To do »
Beneath this task is a listing. State how many of its lines include the string "shoreline", giving nothing but the number.
╭──
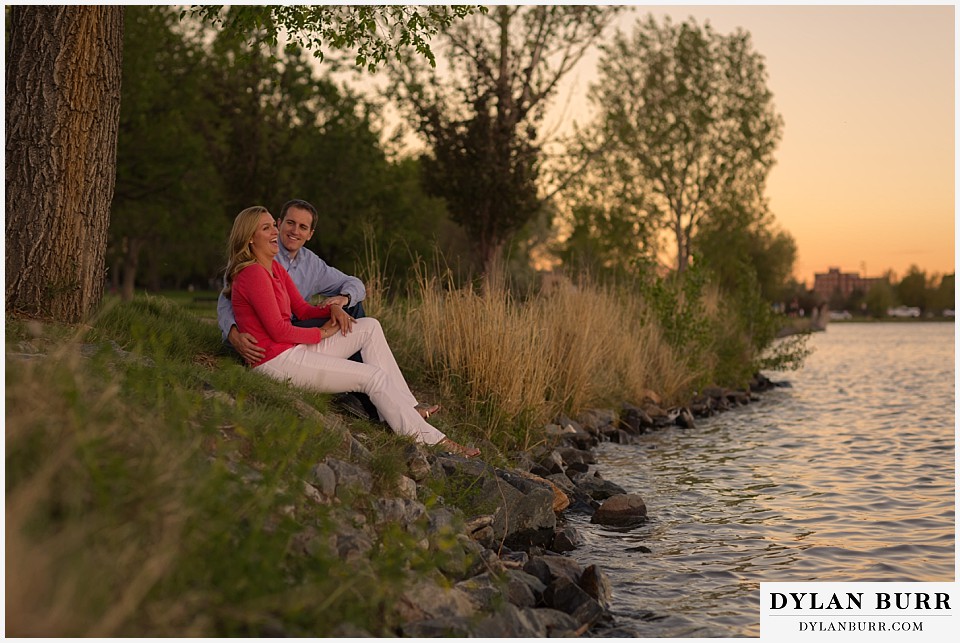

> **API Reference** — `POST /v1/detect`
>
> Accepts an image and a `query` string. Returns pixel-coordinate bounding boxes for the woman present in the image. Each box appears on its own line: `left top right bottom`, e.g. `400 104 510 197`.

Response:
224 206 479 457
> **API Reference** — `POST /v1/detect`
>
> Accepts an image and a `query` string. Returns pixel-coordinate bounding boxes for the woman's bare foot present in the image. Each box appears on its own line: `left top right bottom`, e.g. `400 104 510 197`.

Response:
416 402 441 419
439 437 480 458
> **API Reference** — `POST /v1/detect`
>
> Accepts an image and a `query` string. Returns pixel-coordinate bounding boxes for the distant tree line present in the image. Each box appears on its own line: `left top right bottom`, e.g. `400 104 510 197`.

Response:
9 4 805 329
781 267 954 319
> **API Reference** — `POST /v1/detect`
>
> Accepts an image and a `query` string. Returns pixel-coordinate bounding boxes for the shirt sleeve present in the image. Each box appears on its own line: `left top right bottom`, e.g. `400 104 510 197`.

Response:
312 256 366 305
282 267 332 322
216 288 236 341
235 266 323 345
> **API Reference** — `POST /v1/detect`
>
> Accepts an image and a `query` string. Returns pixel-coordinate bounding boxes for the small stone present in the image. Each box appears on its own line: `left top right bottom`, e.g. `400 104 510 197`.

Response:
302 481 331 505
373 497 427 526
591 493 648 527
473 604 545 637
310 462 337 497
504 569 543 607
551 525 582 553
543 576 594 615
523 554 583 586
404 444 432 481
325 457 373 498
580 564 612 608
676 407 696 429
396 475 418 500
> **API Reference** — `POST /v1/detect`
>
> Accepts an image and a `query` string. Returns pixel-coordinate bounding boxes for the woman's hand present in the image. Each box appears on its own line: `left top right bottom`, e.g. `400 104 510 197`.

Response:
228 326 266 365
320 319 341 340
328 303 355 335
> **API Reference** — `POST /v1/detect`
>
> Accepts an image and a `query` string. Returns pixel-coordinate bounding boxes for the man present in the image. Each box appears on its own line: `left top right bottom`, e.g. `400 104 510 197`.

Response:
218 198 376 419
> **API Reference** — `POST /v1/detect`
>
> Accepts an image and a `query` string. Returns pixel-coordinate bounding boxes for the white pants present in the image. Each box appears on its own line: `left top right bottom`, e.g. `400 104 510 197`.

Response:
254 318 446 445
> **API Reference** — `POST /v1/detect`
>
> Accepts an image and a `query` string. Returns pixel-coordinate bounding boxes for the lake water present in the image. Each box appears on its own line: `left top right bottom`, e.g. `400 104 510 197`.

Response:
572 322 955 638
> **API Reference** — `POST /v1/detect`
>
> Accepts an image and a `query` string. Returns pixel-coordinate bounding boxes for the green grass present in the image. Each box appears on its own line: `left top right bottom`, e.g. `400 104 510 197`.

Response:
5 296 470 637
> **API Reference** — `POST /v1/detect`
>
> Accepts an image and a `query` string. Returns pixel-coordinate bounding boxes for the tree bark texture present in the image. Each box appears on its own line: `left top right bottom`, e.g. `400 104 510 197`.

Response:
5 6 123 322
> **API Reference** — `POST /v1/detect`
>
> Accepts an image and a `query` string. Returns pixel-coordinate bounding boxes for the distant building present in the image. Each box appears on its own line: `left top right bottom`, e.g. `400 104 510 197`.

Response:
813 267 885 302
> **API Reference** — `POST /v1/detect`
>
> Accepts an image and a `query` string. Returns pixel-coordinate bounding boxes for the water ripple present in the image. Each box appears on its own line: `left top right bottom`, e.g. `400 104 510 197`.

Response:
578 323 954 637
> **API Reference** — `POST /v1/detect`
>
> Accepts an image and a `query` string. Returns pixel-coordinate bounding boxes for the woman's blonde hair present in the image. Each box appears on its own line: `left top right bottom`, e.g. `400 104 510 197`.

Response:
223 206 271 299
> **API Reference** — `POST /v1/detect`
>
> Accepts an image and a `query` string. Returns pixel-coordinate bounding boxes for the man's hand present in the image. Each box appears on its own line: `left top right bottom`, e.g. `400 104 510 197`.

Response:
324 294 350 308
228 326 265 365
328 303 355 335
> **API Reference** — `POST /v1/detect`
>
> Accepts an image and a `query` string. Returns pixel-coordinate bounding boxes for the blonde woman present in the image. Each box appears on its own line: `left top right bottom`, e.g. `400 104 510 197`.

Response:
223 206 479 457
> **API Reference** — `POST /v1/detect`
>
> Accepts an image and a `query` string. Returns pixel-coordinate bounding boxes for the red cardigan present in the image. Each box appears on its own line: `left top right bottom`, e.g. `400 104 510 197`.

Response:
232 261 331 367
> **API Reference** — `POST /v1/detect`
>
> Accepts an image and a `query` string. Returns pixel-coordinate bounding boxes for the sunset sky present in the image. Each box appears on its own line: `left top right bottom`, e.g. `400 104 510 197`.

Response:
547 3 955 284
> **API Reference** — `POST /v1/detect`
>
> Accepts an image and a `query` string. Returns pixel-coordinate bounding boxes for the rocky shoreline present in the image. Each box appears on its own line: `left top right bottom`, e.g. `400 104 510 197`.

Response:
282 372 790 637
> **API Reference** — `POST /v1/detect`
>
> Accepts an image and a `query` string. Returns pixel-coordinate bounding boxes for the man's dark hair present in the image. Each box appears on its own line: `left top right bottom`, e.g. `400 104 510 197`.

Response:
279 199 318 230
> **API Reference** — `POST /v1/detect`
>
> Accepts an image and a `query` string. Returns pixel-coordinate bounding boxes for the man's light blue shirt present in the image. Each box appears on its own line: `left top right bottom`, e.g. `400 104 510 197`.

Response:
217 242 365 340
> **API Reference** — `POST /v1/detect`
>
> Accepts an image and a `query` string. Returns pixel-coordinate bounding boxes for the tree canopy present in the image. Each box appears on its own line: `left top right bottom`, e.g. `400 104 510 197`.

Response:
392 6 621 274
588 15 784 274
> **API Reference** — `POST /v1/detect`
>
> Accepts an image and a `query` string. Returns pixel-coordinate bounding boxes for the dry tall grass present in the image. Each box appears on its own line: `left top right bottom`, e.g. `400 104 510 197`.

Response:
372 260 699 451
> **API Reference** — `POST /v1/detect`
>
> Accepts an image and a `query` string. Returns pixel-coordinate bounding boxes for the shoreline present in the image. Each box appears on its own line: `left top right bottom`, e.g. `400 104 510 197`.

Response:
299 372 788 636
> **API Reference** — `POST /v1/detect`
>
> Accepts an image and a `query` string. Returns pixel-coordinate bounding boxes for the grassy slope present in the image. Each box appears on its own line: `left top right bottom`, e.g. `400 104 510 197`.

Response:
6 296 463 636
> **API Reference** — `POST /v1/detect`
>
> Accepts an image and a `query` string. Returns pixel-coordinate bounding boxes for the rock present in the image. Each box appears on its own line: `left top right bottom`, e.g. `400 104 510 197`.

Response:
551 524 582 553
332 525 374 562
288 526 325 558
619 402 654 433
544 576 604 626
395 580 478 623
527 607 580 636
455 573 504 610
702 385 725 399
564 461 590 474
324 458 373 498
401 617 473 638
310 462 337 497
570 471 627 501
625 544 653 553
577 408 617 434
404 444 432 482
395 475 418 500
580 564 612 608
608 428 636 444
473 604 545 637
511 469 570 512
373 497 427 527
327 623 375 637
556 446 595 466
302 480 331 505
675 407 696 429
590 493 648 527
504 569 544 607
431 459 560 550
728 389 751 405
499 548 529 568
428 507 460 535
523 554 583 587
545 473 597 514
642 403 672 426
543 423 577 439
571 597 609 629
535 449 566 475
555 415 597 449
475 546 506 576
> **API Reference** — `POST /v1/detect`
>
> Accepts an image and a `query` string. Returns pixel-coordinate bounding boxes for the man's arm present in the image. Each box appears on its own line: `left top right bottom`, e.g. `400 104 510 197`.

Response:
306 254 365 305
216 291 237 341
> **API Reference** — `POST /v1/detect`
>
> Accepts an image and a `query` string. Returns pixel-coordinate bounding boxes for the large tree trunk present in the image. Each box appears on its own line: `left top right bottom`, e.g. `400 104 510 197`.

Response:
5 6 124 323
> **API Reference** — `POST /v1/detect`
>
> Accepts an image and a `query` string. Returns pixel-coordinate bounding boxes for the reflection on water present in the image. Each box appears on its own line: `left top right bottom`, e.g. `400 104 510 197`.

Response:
╰──
Solved problem »
2